**Work item**
Every entry in the data below needs to be repeated exactly.

────

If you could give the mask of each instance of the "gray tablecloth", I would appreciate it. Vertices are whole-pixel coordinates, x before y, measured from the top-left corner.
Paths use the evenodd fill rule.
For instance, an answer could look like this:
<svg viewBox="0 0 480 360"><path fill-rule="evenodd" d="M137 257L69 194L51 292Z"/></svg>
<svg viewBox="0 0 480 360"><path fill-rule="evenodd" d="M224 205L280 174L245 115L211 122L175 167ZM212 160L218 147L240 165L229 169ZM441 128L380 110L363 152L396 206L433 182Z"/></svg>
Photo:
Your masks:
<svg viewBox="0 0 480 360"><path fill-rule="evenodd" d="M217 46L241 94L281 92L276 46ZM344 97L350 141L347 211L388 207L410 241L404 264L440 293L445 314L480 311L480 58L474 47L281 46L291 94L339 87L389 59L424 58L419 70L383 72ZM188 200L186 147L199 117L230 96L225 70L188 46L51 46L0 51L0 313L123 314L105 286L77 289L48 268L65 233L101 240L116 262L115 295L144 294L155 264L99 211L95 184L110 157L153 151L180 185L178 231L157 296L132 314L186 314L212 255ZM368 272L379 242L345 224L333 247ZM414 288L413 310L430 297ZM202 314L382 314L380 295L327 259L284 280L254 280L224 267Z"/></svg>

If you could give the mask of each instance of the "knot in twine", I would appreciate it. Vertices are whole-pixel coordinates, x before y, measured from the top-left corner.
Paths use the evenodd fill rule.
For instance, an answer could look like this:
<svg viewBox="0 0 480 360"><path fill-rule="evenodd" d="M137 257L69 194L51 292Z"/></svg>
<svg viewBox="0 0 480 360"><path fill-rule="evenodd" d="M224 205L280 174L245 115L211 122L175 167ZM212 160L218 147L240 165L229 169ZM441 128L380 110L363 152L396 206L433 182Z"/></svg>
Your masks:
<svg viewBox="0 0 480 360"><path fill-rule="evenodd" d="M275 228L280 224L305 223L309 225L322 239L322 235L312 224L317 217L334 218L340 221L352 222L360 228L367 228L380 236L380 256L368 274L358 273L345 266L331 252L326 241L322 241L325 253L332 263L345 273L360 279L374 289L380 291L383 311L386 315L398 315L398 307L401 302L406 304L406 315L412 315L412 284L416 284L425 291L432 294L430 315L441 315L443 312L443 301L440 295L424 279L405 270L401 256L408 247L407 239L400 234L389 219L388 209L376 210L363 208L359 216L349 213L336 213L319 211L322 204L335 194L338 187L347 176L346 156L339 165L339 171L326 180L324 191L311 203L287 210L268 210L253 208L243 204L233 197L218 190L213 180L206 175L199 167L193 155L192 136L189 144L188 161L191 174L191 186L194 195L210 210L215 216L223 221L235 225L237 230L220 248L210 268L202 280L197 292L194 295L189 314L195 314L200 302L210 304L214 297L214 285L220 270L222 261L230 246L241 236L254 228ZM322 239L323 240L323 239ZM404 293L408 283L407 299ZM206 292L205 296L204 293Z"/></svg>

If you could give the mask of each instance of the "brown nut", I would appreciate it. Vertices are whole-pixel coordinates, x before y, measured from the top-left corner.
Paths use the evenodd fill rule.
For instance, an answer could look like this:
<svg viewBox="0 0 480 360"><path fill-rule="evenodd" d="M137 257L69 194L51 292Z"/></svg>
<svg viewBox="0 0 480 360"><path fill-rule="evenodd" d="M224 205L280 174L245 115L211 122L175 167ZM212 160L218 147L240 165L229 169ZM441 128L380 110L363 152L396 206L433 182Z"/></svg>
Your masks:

────

**Response**
If you could give the mask of each instance of the "gray tablecloth", I would appreciate it. Vertices are whole-pixel coordinates, x before y, measured from the top-left corner.
Paths use the evenodd fill rule.
For instance, an answer could look like this:
<svg viewBox="0 0 480 360"><path fill-rule="evenodd" d="M137 257L69 194L51 292Z"/></svg>
<svg viewBox="0 0 480 360"><path fill-rule="evenodd" d="M224 205L280 174L245 115L211 122L175 167ZM212 160L218 147L240 165L229 169ZM441 128L380 110L363 152L396 206L433 182Z"/></svg>
Photo:
Your masks:
<svg viewBox="0 0 480 360"><path fill-rule="evenodd" d="M217 46L241 94L281 92L276 46ZM344 97L350 141L347 211L388 207L410 241L404 264L440 293L445 314L480 311L480 58L474 47L281 46L291 94L339 87L389 59L424 58L419 70L383 72ZM188 200L186 147L199 117L230 96L225 70L188 46L51 46L0 51L0 313L123 314L105 286L77 289L48 268L65 233L101 240L116 262L115 295L144 294L155 264L99 211L95 184L110 157L153 151L180 185L178 231L157 296L132 314L186 314L212 255ZM368 272L379 242L345 224L333 247ZM414 288L413 310L430 297ZM202 314L382 314L380 295L327 259L284 280L254 280L224 267Z"/></svg>

If you could give the mask of each instance of the "knot in twine", I would appreciate it. Vertices are whole-pixel coordinates, x before y, measured from the top-left corner.
Paths use the evenodd fill rule.
For instance, an answer could look like this:
<svg viewBox="0 0 480 360"><path fill-rule="evenodd" d="M137 257L69 194L51 292Z"/></svg>
<svg viewBox="0 0 480 360"><path fill-rule="evenodd" d="M224 205L280 174L245 115L211 122L175 167ZM212 160L218 147L240 165L229 169ZM441 128L380 110L363 152L396 206L433 182Z"/></svg>
Your masks:
<svg viewBox="0 0 480 360"><path fill-rule="evenodd" d="M275 228L280 224L305 223L309 225L322 239L322 235L312 224L317 217L334 218L340 221L352 222L360 228L367 228L380 236L380 256L368 274L358 273L345 266L331 252L326 241L322 241L325 253L332 263L345 273L360 279L374 289L380 291L383 311L386 315L398 315L398 307L401 302L406 304L406 315L412 315L412 284L416 284L425 291L432 294L430 315L441 315L443 312L443 301L440 295L424 279L405 270L401 256L408 247L407 239L400 234L389 219L388 209L376 210L363 208L359 216L349 213L336 213L319 211L322 204L335 194L338 187L347 176L346 156L339 165L339 171L326 180L324 191L311 203L287 210L268 210L253 208L243 204L233 197L218 190L213 180L206 175L199 167L193 155L192 136L189 144L188 161L191 174L191 186L194 195L210 210L215 216L223 221L235 225L237 230L220 248L210 268L202 280L197 292L194 295L189 314L195 314L200 302L210 304L214 297L214 285L220 270L222 261L230 246L241 236L254 228ZM322 239L323 240L323 239ZM404 293L408 283L407 299ZM206 292L205 296L204 293Z"/></svg>

If you could give the mask of each instance of the "brown nut", I would appreciate it. Vertices are whole-pixel coordinates, x before y, measured from the top-left corner.
Paths use the evenodd fill rule.
For instance, an answer could look like this:
<svg viewBox="0 0 480 360"><path fill-rule="evenodd" d="M137 257L69 194L51 292Z"/></svg>
<svg viewBox="0 0 480 360"><path fill-rule="evenodd" d="M224 205L280 174L245 115L211 122L175 167ZM212 160L218 147L240 165L229 169ZM441 128L380 110L363 152L396 206L433 182Z"/></svg>
Your masks:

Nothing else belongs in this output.